#### DATA SUPPLIED
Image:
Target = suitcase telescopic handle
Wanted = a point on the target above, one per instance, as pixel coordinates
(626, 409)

==

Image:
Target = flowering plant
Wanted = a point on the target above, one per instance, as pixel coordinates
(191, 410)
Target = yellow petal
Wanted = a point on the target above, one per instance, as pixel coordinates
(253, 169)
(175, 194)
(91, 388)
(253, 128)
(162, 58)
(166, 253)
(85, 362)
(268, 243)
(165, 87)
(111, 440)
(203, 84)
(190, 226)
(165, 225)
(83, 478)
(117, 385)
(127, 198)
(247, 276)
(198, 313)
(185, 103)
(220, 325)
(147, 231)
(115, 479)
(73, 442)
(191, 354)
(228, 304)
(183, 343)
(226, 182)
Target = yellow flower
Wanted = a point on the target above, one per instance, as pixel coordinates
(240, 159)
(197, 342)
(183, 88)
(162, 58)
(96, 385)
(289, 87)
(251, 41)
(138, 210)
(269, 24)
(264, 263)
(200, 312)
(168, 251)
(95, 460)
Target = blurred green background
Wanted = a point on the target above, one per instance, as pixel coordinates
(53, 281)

#### WRITTEN TASK
Count how many lines in the items above contain the word "yellow". Reply with the number only.

#### SOLUTION TO THIS TASK
2